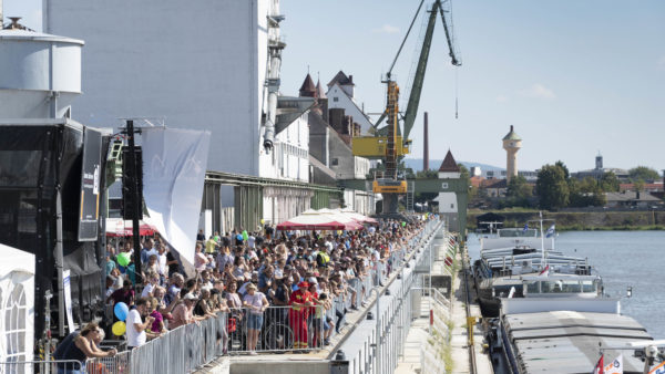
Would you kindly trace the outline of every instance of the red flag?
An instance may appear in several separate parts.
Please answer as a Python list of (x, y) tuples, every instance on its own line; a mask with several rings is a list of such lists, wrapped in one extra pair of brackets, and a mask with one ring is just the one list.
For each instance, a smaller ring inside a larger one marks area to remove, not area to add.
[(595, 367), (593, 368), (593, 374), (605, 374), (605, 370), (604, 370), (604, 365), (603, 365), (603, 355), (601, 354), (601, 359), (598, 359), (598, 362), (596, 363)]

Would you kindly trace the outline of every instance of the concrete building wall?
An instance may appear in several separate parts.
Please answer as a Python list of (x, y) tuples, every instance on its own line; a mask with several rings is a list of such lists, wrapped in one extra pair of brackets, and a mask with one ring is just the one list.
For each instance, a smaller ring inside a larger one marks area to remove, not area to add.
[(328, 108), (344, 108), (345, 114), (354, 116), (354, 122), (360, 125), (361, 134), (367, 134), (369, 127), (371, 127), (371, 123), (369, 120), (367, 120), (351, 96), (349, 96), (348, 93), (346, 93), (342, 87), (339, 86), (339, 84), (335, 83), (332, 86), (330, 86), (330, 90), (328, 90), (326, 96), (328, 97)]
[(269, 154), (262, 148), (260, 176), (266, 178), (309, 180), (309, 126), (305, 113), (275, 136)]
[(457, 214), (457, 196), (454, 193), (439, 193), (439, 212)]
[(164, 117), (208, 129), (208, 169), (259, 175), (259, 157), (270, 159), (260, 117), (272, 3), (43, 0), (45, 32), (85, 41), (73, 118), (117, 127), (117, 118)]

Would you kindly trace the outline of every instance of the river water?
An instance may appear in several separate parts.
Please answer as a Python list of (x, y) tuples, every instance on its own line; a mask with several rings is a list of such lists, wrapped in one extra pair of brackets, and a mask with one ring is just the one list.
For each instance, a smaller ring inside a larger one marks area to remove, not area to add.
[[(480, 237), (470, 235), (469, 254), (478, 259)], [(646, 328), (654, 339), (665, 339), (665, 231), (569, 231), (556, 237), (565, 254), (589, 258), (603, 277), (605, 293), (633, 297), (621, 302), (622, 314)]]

# # #

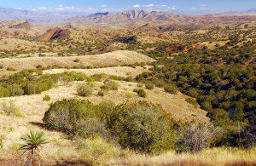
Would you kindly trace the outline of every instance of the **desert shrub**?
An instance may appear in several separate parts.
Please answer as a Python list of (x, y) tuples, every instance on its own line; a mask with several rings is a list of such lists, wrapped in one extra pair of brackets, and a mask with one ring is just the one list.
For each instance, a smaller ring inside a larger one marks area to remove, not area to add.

# # #

TASK DETAILS →
Rewrite the lines as a Markdown table with the columns Number and Record line, starting at the line that contains "the river water?" and ending after the line that contains "302), (622, 314)]]". Skip any blank lines.

RESULT →
| Number | Record line |
|---|---|
| 1 | Would you kindly trace the outline of every instance of the river water? |
| 2 | An instance may appear in several separate parts. |
| 3 | Please answer as a Python list of (x, y) tuples, every instance on its own line; a mask with several rings is a list of such lists, wrapped in one extra pair of brackets, and a mask with one ring is just the one list. |
| 4 | For each instance, a smaller ring inside a larger one marks area to remove, not area to add. |
| 5 | [[(480, 237), (470, 235), (469, 254), (478, 259)], [(646, 328), (654, 339), (665, 339), (665, 231), (569, 231), (556, 237), (565, 254), (589, 258), (603, 277), (605, 293), (633, 297), (621, 302), (622, 314)]] |